▶ [What is being asked]
Beginning with the line containing "Would you be willing to put a dot on the sidewalk" and ending with the last line of the records, set down every line exactly.

▶ [Data]
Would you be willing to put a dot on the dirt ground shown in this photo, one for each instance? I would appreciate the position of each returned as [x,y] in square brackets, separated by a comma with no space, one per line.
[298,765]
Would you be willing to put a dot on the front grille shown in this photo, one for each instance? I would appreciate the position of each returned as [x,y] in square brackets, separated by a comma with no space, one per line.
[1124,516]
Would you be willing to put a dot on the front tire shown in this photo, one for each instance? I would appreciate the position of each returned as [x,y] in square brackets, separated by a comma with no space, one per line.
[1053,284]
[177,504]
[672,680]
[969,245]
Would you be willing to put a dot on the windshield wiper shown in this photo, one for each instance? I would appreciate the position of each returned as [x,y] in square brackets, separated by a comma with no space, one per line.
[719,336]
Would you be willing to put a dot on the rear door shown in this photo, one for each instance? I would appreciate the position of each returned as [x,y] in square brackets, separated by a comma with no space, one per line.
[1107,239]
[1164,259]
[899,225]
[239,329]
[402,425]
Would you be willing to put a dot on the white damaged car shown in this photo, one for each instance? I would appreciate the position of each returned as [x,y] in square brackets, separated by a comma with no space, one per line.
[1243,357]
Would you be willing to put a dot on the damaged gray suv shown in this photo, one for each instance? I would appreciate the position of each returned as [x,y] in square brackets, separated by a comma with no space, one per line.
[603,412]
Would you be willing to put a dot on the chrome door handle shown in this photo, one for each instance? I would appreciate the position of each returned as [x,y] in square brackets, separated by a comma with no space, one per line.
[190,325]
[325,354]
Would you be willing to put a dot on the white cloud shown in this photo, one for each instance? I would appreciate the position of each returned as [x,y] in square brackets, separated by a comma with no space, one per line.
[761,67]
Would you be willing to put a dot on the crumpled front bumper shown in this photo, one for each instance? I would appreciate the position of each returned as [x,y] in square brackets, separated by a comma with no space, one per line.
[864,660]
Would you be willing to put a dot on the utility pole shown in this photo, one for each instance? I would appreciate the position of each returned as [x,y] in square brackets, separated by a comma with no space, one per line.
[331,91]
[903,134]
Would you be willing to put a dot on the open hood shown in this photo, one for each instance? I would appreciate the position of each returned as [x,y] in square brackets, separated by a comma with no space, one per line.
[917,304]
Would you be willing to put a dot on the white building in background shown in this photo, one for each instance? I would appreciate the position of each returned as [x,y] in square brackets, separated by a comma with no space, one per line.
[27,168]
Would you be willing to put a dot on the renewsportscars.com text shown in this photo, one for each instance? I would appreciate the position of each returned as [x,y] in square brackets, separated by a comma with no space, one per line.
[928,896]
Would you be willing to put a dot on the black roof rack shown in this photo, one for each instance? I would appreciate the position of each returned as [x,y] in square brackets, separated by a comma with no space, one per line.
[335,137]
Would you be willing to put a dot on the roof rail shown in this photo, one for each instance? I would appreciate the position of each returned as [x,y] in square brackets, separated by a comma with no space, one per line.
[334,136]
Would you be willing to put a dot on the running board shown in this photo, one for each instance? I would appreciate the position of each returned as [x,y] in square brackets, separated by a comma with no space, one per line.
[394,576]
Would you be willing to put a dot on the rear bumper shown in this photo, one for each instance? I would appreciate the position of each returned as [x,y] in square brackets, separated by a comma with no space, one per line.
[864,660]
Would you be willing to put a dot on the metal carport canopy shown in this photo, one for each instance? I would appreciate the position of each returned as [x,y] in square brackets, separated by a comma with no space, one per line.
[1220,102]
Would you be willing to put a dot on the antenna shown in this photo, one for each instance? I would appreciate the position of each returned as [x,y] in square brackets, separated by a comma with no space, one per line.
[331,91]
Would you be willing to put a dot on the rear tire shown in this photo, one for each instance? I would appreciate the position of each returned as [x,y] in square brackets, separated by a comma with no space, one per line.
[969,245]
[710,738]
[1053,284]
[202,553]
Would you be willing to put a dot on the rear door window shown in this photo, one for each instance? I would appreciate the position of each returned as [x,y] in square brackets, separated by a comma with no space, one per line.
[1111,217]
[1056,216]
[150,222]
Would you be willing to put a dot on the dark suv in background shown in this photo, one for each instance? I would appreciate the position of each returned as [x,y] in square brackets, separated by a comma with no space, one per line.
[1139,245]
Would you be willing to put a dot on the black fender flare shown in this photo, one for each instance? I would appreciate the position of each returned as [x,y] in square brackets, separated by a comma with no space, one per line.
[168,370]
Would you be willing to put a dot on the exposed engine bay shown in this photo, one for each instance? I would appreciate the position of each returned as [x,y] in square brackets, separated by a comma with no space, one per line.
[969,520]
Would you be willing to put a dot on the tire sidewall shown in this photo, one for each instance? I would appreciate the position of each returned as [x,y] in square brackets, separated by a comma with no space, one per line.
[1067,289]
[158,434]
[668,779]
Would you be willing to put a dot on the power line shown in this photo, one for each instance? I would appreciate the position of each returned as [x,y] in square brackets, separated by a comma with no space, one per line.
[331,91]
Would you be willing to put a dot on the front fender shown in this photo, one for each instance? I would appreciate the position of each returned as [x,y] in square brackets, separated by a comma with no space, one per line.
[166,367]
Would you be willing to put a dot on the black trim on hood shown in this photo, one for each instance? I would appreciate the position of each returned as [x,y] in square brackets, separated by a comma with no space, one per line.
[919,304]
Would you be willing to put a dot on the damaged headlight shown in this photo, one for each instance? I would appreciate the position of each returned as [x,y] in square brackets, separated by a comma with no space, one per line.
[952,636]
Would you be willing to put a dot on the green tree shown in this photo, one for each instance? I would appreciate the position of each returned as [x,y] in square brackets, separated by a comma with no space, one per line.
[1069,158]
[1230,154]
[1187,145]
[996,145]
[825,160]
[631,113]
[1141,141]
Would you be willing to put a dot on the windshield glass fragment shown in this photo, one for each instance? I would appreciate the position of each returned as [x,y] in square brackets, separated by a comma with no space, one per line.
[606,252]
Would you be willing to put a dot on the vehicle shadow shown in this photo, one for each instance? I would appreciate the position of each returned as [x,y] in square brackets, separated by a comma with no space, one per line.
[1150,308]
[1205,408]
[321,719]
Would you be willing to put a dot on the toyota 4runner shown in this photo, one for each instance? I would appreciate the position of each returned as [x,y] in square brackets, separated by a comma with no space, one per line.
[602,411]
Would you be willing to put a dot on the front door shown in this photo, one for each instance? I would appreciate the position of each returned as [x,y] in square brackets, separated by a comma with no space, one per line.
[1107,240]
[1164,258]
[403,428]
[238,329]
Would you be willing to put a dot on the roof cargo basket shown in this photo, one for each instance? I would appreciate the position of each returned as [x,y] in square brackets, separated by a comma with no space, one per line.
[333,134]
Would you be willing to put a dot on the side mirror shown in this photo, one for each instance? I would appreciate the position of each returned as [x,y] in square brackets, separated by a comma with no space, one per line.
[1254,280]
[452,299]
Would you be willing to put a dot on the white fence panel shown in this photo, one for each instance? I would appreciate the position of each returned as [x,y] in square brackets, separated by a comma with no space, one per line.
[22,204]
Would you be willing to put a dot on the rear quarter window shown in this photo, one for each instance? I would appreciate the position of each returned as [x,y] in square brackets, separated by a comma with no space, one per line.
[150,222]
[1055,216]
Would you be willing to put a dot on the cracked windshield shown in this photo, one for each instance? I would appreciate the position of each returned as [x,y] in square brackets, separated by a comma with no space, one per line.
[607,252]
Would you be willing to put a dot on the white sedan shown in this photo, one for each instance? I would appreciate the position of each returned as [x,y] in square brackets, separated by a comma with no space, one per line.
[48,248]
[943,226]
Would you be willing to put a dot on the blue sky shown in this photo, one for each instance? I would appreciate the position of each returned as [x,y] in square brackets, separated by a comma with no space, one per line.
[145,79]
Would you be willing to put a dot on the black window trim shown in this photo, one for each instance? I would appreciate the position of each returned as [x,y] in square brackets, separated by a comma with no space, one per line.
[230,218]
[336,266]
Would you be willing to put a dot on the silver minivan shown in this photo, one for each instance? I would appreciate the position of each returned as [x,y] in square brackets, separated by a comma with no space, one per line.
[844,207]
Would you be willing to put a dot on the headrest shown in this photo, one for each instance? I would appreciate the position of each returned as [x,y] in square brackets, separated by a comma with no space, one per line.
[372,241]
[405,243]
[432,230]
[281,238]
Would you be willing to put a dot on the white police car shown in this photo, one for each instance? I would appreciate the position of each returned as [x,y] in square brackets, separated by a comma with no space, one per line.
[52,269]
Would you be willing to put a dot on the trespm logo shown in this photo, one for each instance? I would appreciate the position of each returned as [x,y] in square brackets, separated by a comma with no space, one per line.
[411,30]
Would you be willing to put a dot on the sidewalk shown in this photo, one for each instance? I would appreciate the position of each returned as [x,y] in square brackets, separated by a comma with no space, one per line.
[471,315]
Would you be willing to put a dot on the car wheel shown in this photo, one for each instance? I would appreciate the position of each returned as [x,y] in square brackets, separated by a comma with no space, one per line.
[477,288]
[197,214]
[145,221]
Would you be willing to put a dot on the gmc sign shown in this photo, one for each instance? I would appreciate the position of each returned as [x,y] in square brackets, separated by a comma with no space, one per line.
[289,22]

▶ [Exercise output]
Would you be willing to put a dot on the sidewalk shown in this photo, one for each instance? I would appreciate the position of each returned as [x,y] in square brackets, separated by a comma with no space, one per line.
[471,315]
Would you be willing to put a dot on the car wheel shown in this photo, one for each instance? I would appreciate the position of each returned as [x,y] in square brackets, separated by a comma with no space, one per line.
[477,288]
[197,214]
[145,221]
Would you be willing to put a dot on the gmc sign shown in this photo, one for each instance? I would appreciate the position of each returned as [x,y] in square brackets, separated by a comma with no space, one per line.
[289,22]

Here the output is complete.